* [Source passage]:
+++
Steph Wilson: It had been a while since I'd picked up my camera and shot a series for the sake of it. As much as I love my editorial teams, it can get quite frantic when you've got seven other people on set. Hands are always in model's faces, tweaking them, and it's hard to really let loose. You also lose that connection with the subject when there's a trillion other people fussing over them… So I had no hair, no make-up, no styling. Just me and Lily [Newmark], the model.

Why did you cast her in specific?
Lily is a friend of mine. We're both rude and gross and love to get naked. We wanted to do a fun shoot together that was basically just us hanging out and having a laugh. Where did you shoot?
Woodberry Wetlands in London is where the grassy images were taken. I loved how it looked like a post-Soviet setting with the brutalist buildings in the background and the "no man's land" feel of the dry grassy banks. We got really hot and sweaty and were covered in blackberries and pee from pissing in the bush, so Lily suggested Shadwell Basin. I'd never been before and it's fucking amazing. It's filtered Thames water, right in the center of the city, but it's totally quiet, with unapologetically attractive young people dismantling the chained fencing to dive in from the cement walls that, seemingly, keep it secret.

When shooting fashion do you think it's important to have a narrative ?
+++
* [Supplied material]:
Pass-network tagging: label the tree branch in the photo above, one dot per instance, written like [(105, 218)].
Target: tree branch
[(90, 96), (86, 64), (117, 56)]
+++
Answer these from the interview:
(a) Which three things did the shoot go without?
(b) Where were the grassy images taken?
(c) Who suggested going to Shadwell Basin?

(a) Hair, make-up and styling.
(b) Woodberry Wetlands in London.
(c) Lily.